**Exercise materials:**

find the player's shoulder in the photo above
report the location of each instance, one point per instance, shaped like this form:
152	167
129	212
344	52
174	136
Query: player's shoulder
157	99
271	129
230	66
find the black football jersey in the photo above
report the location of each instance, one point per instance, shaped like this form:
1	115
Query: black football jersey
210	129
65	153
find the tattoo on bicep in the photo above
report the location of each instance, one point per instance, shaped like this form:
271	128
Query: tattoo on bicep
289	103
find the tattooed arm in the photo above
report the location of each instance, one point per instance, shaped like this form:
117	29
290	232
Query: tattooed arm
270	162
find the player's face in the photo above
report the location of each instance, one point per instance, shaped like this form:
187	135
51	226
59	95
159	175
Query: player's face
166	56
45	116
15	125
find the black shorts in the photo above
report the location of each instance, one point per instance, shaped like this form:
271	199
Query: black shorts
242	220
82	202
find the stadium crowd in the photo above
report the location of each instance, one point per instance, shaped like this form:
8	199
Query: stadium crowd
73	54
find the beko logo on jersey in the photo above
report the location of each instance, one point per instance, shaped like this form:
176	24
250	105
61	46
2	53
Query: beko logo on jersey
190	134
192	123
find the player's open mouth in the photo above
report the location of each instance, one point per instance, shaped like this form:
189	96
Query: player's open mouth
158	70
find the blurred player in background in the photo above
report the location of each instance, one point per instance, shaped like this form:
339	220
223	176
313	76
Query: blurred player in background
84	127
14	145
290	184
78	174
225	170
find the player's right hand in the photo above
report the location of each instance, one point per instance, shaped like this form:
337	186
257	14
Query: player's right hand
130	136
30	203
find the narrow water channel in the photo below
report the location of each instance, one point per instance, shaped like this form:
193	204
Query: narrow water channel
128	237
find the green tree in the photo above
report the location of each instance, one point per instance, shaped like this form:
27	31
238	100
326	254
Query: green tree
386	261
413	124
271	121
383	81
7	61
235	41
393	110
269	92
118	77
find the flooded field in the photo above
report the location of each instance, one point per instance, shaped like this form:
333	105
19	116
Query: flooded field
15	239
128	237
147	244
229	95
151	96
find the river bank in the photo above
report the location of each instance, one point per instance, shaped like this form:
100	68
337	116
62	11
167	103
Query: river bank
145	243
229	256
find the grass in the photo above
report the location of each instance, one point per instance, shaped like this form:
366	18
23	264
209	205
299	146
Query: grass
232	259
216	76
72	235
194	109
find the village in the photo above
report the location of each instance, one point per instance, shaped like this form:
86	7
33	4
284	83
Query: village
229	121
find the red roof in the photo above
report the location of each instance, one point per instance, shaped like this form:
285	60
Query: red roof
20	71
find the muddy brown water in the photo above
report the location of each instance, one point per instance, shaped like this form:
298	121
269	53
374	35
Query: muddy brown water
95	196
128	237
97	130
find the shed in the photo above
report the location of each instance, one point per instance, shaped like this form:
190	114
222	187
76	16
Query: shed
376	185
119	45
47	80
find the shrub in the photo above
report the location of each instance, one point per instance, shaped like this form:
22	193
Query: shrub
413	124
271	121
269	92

**Directions for this task:**
Everything from the line containing "Query: muddy brown water" through the last line above should be copied exactly, please, with nothing added.

**Written response:**
Query: muddy brown water
95	196
128	237
97	130
find the shed in the photo above
report the location of each instance, one point per instance, shaped like this form:
190	114
222	187
76	16
Query: shed
376	185
119	45
47	80
find the shrub in the photo above
report the location of each instance, one point per instance, shaped like this form:
22	193
Query: shrub
413	124
271	121
269	92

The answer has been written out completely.